▶ [Tugas yang Dikerjakan]:
Salin kembali seluruh baris materi di bawah ini tanpa mengubah satu karakter pun.

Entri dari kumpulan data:

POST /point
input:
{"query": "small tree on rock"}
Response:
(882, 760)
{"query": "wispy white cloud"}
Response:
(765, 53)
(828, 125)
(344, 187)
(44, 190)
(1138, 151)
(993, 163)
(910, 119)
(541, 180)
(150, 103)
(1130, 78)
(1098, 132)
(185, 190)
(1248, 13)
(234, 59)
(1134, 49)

▶ [Jawaban Latihan Ini]:
POST /point
input:
{"query": "small tree on rock"}
Response:
(882, 760)
{"query": "wispy white cloud"}
Response:
(765, 53)
(828, 125)
(344, 187)
(44, 190)
(1138, 151)
(993, 163)
(910, 119)
(541, 180)
(150, 103)
(1130, 78)
(1098, 132)
(185, 190)
(1248, 13)
(234, 59)
(1134, 49)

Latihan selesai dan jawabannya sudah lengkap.